— WHAT YOU WILL DO —
Write out the entire listing below exactly as it appears, minus any pictures.

— EXTRACTED ENTRIES —
------------------------------------------------------------------------

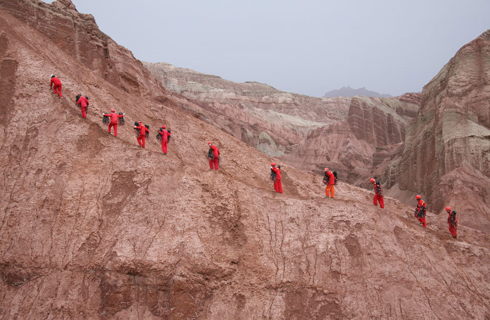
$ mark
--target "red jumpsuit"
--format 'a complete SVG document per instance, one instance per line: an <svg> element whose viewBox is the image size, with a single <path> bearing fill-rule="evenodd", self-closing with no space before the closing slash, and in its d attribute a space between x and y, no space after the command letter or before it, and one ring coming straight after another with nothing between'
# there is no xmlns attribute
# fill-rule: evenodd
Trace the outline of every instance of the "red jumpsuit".
<svg viewBox="0 0 490 320"><path fill-rule="evenodd" d="M53 78L55 79L55 78ZM61 91L60 91L61 93ZM85 113L85 110L87 108L87 106L88 106L88 100L87 100L87 98L81 95L80 97L78 98L78 101L77 102L77 105L80 105L80 109L82 109L82 116L83 118L87 117L87 114Z"/></svg>
<svg viewBox="0 0 490 320"><path fill-rule="evenodd" d="M209 159L209 167L212 169L213 168L213 164L214 164L214 168L217 170L219 168L219 150L218 150L218 147L214 144L210 144L209 147L213 151L213 156L214 157L214 159Z"/></svg>
<svg viewBox="0 0 490 320"><path fill-rule="evenodd" d="M140 124L139 127L137 127L136 129L139 129L139 136L136 138L136 140L138 140L138 144L144 147L144 138L146 136L146 132L149 132L149 131L142 124Z"/></svg>
<svg viewBox="0 0 490 320"><path fill-rule="evenodd" d="M451 216L453 215L453 213L454 213L454 221L453 223L451 223ZM456 216L456 212L454 210L452 210L449 212L449 214L448 215L448 226L449 226L449 232L451 232L451 235L453 236L453 238L457 238L458 237L458 217Z"/></svg>
<svg viewBox="0 0 490 320"><path fill-rule="evenodd" d="M425 211L427 206L425 205L425 202L422 199L419 200L419 203L417 204L417 209L415 211L415 217L419 219L419 221L422 224L422 227L427 228L427 224L425 221Z"/></svg>
<svg viewBox="0 0 490 320"><path fill-rule="evenodd" d="M331 171L327 171L327 176L328 176L328 183L327 184L327 187L325 188L325 196L328 196L328 193L330 192L330 198L333 198L335 195L335 177Z"/></svg>
<svg viewBox="0 0 490 320"><path fill-rule="evenodd" d="M379 181L376 181L374 183L374 192L376 194L373 198L373 204L375 206L378 205L378 202L379 201L379 206L381 209L384 209L384 200L383 199L383 189L381 189L381 185Z"/></svg>
<svg viewBox="0 0 490 320"><path fill-rule="evenodd" d="M61 98L63 96L63 95L61 94L61 81L60 79L56 77L52 78L51 83L50 84L50 88L52 87L53 87L53 91L54 91L55 94L58 94L58 93L56 92L56 89L58 89L58 91L60 92L59 94L60 97Z"/></svg>
<svg viewBox="0 0 490 320"><path fill-rule="evenodd" d="M165 129L160 130L158 133L162 136L162 151L163 153L167 154L167 142L168 141L167 137L170 135L170 133Z"/></svg>
<svg viewBox="0 0 490 320"><path fill-rule="evenodd" d="M104 115L109 117L111 118L111 122L109 124L109 129L107 130L107 132L110 133L111 128L113 127L114 127L114 136L117 137L117 118L122 118L122 115L117 114L115 112L111 112L110 113L104 113Z"/></svg>
<svg viewBox="0 0 490 320"><path fill-rule="evenodd" d="M282 193L282 184L281 183L281 169L277 167L272 167L273 171L276 173L276 180L274 181L274 190L276 192Z"/></svg>

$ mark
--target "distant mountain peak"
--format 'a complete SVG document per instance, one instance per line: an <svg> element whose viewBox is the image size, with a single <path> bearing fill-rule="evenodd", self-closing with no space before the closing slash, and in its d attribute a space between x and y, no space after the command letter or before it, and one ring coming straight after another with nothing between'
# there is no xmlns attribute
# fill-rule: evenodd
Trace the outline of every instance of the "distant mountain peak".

------------------------------------------------------------------------

— RESPONSE TO THIS TASK —
$ mark
--target "red jumpsuit"
--format 'a complete SVG document per instance, one instance per line: an <svg> element whose viewBox is the image size, with a single <path> bearing fill-rule="evenodd", self-closing with no space before the closing slash, and in its d attribute a space between x and y, no space after the command letter or before it, and one ring coming straight after another with nothing between'
# there is no xmlns attribute
# fill-rule: evenodd
Trace the outline of every instance of the "red jumpsuit".
<svg viewBox="0 0 490 320"><path fill-rule="evenodd" d="M53 78L55 79L55 78ZM61 91L60 91L61 93ZM85 113L85 110L87 108L87 106L88 106L88 100L87 100L87 98L81 95L80 97L78 98L78 101L77 102L77 105L80 105L80 109L82 109L82 116L83 118L87 117L87 114Z"/></svg>
<svg viewBox="0 0 490 320"><path fill-rule="evenodd" d="M209 159L209 167L212 169L213 168L213 164L214 164L214 168L217 170L219 168L219 150L218 150L218 147L214 144L210 144L209 147L213 151L213 156L214 157L214 159Z"/></svg>
<svg viewBox="0 0 490 320"><path fill-rule="evenodd" d="M140 124L139 127L137 127L136 129L139 129L139 136L136 138L136 140L138 140L138 144L144 147L144 138L146 136L146 132L149 132L149 131L142 124Z"/></svg>
<svg viewBox="0 0 490 320"><path fill-rule="evenodd" d="M451 216L453 215L453 213L454 213L454 221L453 223L451 223ZM456 216L456 212L454 210L452 210L449 212L449 214L448 215L448 226L449 226L449 232L451 232L451 235L453 236L453 238L457 238L458 237L458 217Z"/></svg>
<svg viewBox="0 0 490 320"><path fill-rule="evenodd" d="M425 211L427 206L425 205L425 202L422 199L419 200L419 203L417 204L417 209L415 211L415 217L419 219L419 221L422 224L422 227L427 228L427 224L425 221Z"/></svg>
<svg viewBox="0 0 490 320"><path fill-rule="evenodd" d="M331 171L327 171L327 176L328 176L328 183L327 184L327 187L325 188L325 196L328 196L328 193L330 192L330 198L333 198L335 195L335 177Z"/></svg>
<svg viewBox="0 0 490 320"><path fill-rule="evenodd" d="M379 181L376 181L374 183L374 192L376 194L373 198L373 204L375 206L378 205L378 202L379 201L379 206L381 209L384 209L384 200L383 199L383 189L381 189L381 185Z"/></svg>
<svg viewBox="0 0 490 320"><path fill-rule="evenodd" d="M61 98L63 96L63 95L61 94L61 81L60 79L56 77L52 78L51 83L50 84L50 88L52 87L53 87L53 91L54 91L55 94L58 94L58 93L56 92L56 89L58 89L58 91L60 92L59 94L60 97Z"/></svg>
<svg viewBox="0 0 490 320"><path fill-rule="evenodd" d="M165 129L160 130L158 133L162 136L162 151L163 153L167 154L167 142L168 141L167 137L170 135L170 133Z"/></svg>
<svg viewBox="0 0 490 320"><path fill-rule="evenodd" d="M104 115L109 117L111 118L111 122L109 124L109 129L107 130L107 132L110 133L111 128L113 127L114 127L114 136L117 137L117 118L122 118L122 115L117 114L115 112L111 112L110 113L104 113Z"/></svg>
<svg viewBox="0 0 490 320"><path fill-rule="evenodd" d="M282 193L282 184L281 183L281 169L277 167L272 167L273 171L276 173L276 180L274 181L274 190L276 192Z"/></svg>

$ mark
--target "distant mountain peak"
--format 'a complete SVG document per instance, one instance per line: an <svg> element whose viewBox is the image size, with a single <path> bearing fill-rule="evenodd", self-closing with no space before the closing slash, and in its d attribute a space between x and y, no space after the command letter or before it, and one ring coming straight after another with nothing between'
# there is no xmlns attribute
# fill-rule: evenodd
Trace the outline of every instance of the "distant mountain peak".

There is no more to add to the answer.